+++ Information given
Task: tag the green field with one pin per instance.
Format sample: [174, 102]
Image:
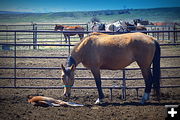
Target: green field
[153, 15]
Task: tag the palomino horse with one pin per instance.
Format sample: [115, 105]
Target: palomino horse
[70, 28]
[114, 52]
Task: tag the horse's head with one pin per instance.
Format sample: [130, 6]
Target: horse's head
[59, 27]
[68, 79]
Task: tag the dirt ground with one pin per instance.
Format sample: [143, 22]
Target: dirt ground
[14, 106]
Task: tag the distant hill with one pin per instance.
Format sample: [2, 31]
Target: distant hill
[155, 14]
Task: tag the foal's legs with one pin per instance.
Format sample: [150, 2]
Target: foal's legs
[97, 77]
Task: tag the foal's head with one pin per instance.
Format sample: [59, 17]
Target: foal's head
[68, 79]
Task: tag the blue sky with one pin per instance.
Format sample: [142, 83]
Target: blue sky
[81, 5]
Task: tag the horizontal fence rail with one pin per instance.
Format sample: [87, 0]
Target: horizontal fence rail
[15, 57]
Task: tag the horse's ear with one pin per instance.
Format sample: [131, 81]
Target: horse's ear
[63, 68]
[73, 67]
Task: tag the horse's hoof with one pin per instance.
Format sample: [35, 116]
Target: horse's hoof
[99, 101]
[142, 101]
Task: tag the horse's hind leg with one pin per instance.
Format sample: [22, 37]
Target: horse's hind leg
[81, 36]
[147, 75]
[97, 77]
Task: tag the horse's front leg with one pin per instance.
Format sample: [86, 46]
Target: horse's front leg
[97, 77]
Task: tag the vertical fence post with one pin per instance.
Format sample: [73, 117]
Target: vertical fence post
[15, 59]
[34, 36]
[87, 27]
[124, 86]
[174, 33]
[69, 46]
[169, 37]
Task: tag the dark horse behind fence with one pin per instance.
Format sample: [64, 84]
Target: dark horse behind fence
[114, 52]
[70, 28]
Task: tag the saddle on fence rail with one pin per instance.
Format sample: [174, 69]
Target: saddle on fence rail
++++++
Task brief>
Rescale the material from the line containing "Task: tag the dark" through the end of the material, both ends included. Reproduce every line, requests included, but multiply each pin coordinate in the answers by 0.5 and round to whole numbers, with halves rounding up; leave the requests and their format samples unchanged.

Reply to the task>
Task: tag the dark horse behind fence with one pin per instance.
Format sample: [64, 84]
Target: dark horse behind fence
[57, 26]
[35, 14]
Task: tag the saddle on fence rail with one pin per instance.
Format sample: [174, 69]
Target: saddle on fence rail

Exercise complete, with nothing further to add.